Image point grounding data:
--- START ---

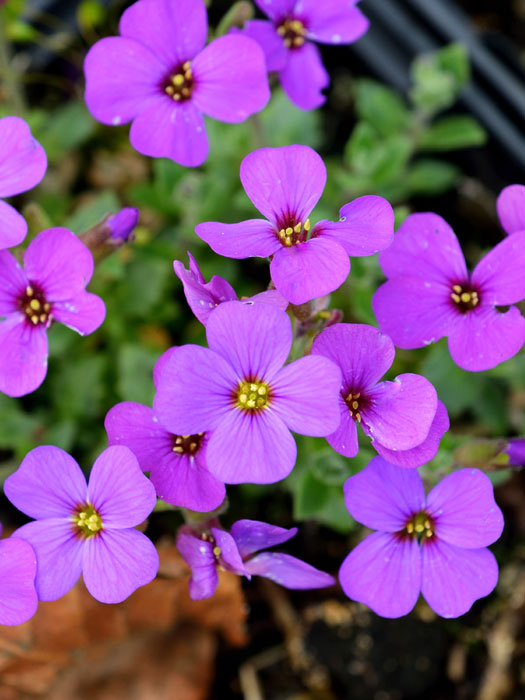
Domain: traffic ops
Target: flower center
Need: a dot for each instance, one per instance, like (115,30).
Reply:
(252,396)
(291,235)
(420,526)
(293,33)
(464,299)
(187,444)
(87,520)
(180,85)
(33,303)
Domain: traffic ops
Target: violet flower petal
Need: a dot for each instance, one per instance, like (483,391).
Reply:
(384,573)
(48,484)
(464,511)
(117,562)
(288,571)
(383,496)
(454,578)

--- END ---

Activity -
Reproduce each line of the records in which the word "Need" appears.

Written response -
Need: a dot for each instance, one per instance, like (115,30).
Need: a dot for each instance, one per instance, like (483,391).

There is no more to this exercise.